» Texto
********************

Los deberes requeridos son esencialmente actos: actos mentales y actos físicos. A través de estos él hombre materializa su fe, su experiencia de las cosas divinas, y alcanza tanto un código ético personal como un gusto estético a su vez afirman todos los demás actos. El resultado es una vida nueva que es descrita como esencialmente “placentera” o tranquilamente exaltada. Edwards argumenta a lo largo del sermón a favor de estar dispuestos a aceptar la posibilidad de experiencias más allá del rango ordinario las cuales pueden ser nombradas, pero solo pueden ser descritas de manera sugestiva. Al igual que en su apóstrofe a Sarah Pierrepont, la imagen de la vida santa es aquí una de cierto aislamiento y extrañeza cuando se define en contraste con la vida convencional; sin embargo, Edwards enfatiza que la naturaleza humana ordinaria aun así prospera cuando es guiada por el espíritu de amor santo, y sufre y languidece cuando es conducida por la lujuria, la culpa, y el remordimiento. Aquí, una vez más, como en “Libertad cristiana”, Edwards insiste en lo errada que es la comprensión de aquellos que asumen que los deberes espirituales del cristiano están de algún modo asociados con la melancolía o el simple ascetismo.

********************

» Sección de datos
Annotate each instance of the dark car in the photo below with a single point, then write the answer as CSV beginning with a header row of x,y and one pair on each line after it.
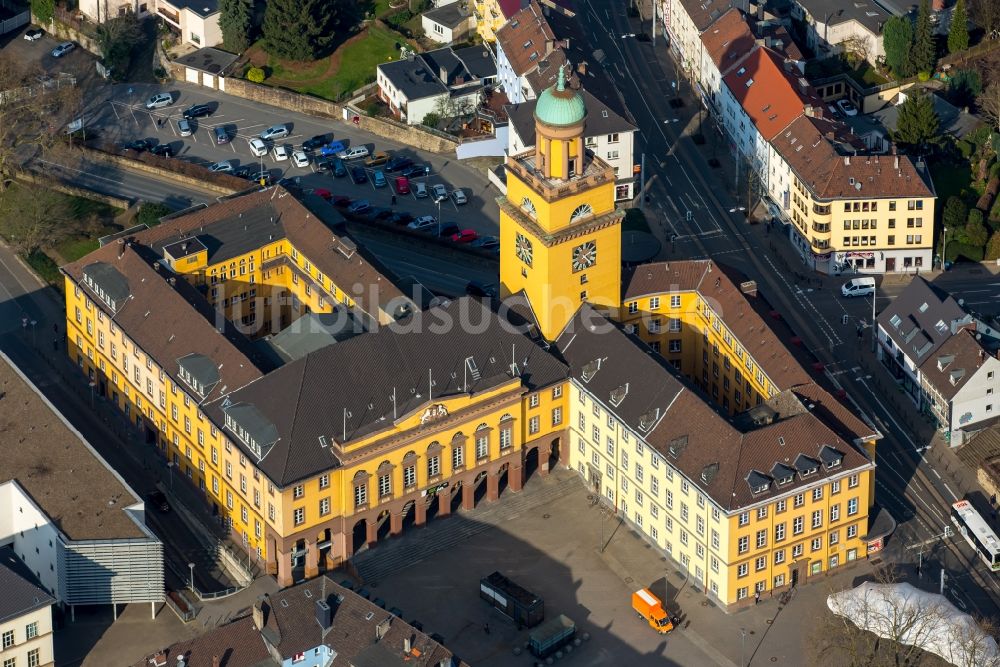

********************

» Complete lo siguiente
A - Enumere lo que, según el texto sobre el sermón de Edwards, conduce a la naturaleza humana ordinaria cuando esta sufre y languidece.
B - Prosiga el texto sobre el sermón de Edwards a partir de su última oración.

» Respuestas por tarea
A - La lujuria, la culpa y el remordimiento.

B -
[…]
Verdadero amor a Dios
[Pues este es el amor a Dios, que guardemos sus mandamientos; y sus mandamientos no son gravosos] 1 Juan 5:3
El amor a Dios en nuestro texto es descrito por los dos efectos genuinos de este:
1. El guardar los mandamientos de Dios, “Pues este es el amor a Dios, que guardemos sus mandamientos”. Esto es presentado muy a menudo en la Escritura como la prueba más certera de sinceridad, como en el segundo capítulo de esta epístola en los versículos 3-5: “Y en esto sabemos que nosotros le conocemos, si guardamos sus mandamientos. El que dice: Yo le conozco, y no guarda sus mandamientos, el tal es mentiroso, y la verdad no está en él; pero el que guarda su palabra, en éste verdaderamente el amor de Dios se ha perfeccionado; por esto sabemos que estamos en él”. Cristo mismo mientras estaba en la tierra nos dio esta característica certera de amor a Él: “El que tiene mis mandamientos, y los guarda, ése es el que me ama” (Juan 14:21).
2. El segundo efecto del verdadero amor a Dios es que este hace que los mandamientos de Dios no nos parezcan gravosos. Hay una enorme diferencia entre la obediencia parcial de los hombres hipócritas y malvados, y la obediencia sincera de los que verdaderamente aman a Dios. El primero percibe su deber como una dura tarea de esclavitud que él es conducido a realizar por las punzadas de su consciencia y las aterradoras amenazas de la ley, como algo que es directamente contrario a su naturaleza. Él actúa como alguien fuera de su ambiente.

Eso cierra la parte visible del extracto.